— WORK ITEM —
Put the records below into a JSON list of strings, one string per line, skipping any blank lines.

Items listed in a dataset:

:::::

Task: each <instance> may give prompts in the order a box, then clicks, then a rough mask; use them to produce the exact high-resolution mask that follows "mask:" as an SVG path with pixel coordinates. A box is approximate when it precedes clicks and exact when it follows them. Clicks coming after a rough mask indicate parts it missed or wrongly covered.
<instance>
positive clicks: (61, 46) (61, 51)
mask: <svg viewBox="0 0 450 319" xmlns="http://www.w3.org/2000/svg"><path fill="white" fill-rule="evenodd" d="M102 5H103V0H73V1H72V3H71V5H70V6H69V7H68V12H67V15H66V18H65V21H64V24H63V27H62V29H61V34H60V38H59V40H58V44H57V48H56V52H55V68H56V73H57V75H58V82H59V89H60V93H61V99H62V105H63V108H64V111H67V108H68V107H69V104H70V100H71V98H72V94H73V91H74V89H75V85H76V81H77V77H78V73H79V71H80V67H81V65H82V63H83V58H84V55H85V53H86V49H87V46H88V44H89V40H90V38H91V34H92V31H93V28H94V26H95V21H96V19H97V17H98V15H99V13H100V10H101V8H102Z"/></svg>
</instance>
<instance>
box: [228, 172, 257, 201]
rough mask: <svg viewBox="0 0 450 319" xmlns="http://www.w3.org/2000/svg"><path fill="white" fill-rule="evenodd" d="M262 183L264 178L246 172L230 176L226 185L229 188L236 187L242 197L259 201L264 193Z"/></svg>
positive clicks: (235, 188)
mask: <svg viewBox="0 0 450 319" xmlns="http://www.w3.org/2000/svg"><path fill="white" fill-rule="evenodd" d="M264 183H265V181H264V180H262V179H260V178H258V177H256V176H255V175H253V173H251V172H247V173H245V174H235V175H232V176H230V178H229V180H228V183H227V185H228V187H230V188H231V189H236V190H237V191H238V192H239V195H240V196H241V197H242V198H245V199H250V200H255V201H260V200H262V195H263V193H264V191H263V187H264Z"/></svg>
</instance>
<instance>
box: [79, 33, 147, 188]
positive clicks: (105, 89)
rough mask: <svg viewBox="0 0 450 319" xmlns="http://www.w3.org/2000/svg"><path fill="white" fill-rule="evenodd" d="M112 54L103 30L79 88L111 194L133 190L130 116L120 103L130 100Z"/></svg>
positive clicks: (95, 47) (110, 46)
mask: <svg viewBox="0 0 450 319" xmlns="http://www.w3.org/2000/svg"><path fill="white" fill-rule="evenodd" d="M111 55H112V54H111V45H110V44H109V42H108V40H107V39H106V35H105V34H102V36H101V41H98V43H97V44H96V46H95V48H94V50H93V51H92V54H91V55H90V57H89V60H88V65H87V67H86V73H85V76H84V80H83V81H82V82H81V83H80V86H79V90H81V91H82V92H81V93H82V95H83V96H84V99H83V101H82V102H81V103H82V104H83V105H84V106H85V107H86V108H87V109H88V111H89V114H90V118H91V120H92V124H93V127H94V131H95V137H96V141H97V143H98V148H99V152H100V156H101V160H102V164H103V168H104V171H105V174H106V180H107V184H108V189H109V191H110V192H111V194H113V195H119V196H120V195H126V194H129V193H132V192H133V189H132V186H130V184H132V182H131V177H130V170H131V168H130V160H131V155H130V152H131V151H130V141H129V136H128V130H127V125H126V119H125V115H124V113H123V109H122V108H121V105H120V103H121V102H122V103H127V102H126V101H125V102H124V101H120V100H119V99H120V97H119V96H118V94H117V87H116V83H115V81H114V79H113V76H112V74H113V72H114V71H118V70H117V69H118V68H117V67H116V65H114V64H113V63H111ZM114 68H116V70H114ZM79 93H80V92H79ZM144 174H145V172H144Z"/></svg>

:::::

— TASK ANSWER —
[
  "Task: each <instance> may give prompts in the order a box, then clicks, then a rough mask; use them to produce the exact high-resolution mask that follows \"mask:\" as an SVG path with pixel coordinates. A box is approximate when it precedes clicks and exact when it follows them. Clicks coming after a rough mask indicate parts it missed or wrongly covered.",
  "<instance>",
  "positive clicks: (61, 46) (61, 51)",
  "mask: <svg viewBox=\"0 0 450 319\" xmlns=\"http://www.w3.org/2000/svg\"><path fill=\"white\" fill-rule=\"evenodd\" d=\"M102 5H103V0H73V1H72V3H71V5H70V6H69V7H68V12H67V15H66V18H65V21H64V24H63V27H62V29H61V34H60V38H59V40H58V44H57V48H56V52H55V68H56V73H57V75H58V82H59V89H60V93H61V99H62V105H63V108H64V111H67V108H68V107H69V104H70V100H71V98H72V94H73V91H74V89H75V85H76V81H77V77H78V73H79V71H80V67H81V65H82V63H83V58H84V55H85V53H86V49H87V46H88V44H89V40H90V38H91V34H92V31H93V28H94V26H95V21H96V19H97V17H98V15H99V13H100V10H101V8H102Z\"/></svg>",
  "</instance>",
  "<instance>",
  "box: [228, 172, 257, 201]",
  "rough mask: <svg viewBox=\"0 0 450 319\" xmlns=\"http://www.w3.org/2000/svg\"><path fill=\"white\" fill-rule=\"evenodd\" d=\"M262 183L264 178L246 172L230 176L226 185L229 188L236 187L242 197L259 201L264 193Z\"/></svg>",
  "positive clicks: (235, 188)",
  "mask: <svg viewBox=\"0 0 450 319\" xmlns=\"http://www.w3.org/2000/svg\"><path fill=\"white\" fill-rule=\"evenodd\" d=\"M264 183H265V181H264V180H262V179H260V178H258V177H256V176H255V175H253V173H251V172H247V173H245V174H235V175H232V176H230V178H229V180H228V183H227V185H228V187H230V188H231V189H236V190H237V191H238V192H239V195H240V196H241V197H242V198H245V199H250V200H255V201H260V200H262V195H263V193H264V191H263V187H264Z\"/></svg>",
  "</instance>",
  "<instance>",
  "box: [79, 33, 147, 188]",
  "positive clicks: (105, 89)",
  "rough mask: <svg viewBox=\"0 0 450 319\" xmlns=\"http://www.w3.org/2000/svg\"><path fill=\"white\" fill-rule=\"evenodd\" d=\"M112 54L103 30L79 88L111 194L133 190L130 116L120 103L130 100Z\"/></svg>",
  "positive clicks: (95, 47) (110, 46)",
  "mask: <svg viewBox=\"0 0 450 319\" xmlns=\"http://www.w3.org/2000/svg\"><path fill=\"white\" fill-rule=\"evenodd\" d=\"M111 55H112V54H111V45H110V44H109V42H108V40H107V39H106V35H105V34H102V36H101V41H98V43H97V44H96V46H95V48H94V50H93V51H92V54H91V55H90V57H89V60H88V65H87V67H86V73H85V76H84V80H83V81H82V82H81V83H80V86H79V90H81V91H82V92H81V93H82V95H83V96H84V99H83V101H82V102H81V103H82V104H83V105H84V106H85V107H86V108H87V109H88V111H89V114H90V118H91V120H92V124H93V127H94V131H95V137H96V141H97V143H98V148H99V152H100V156H101V160H102V164H103V168H104V171H105V174H106V180H107V184H108V189H109V191H110V192H111V194H113V195H119V196H120V195H126V194H129V193H132V192H133V189H132V186H130V184H132V182H131V177H130V170H131V168H130V160H131V155H130V152H131V151H130V141H129V136H128V130H127V125H126V119H125V115H124V113H123V109H122V108H121V105H120V103H121V102H122V103H127V102H126V101H125V102H124V101H120V100H119V99H120V97H119V96H118V94H117V87H116V83H115V81H114V79H113V76H112V74H113V72H114V71H118V70H117V69H118V68H117V67H116V65H114V64H113V63H111ZM114 68H116V70H114ZM79 93H80V92H79ZM144 174H145V172H144Z\"/></svg>"
]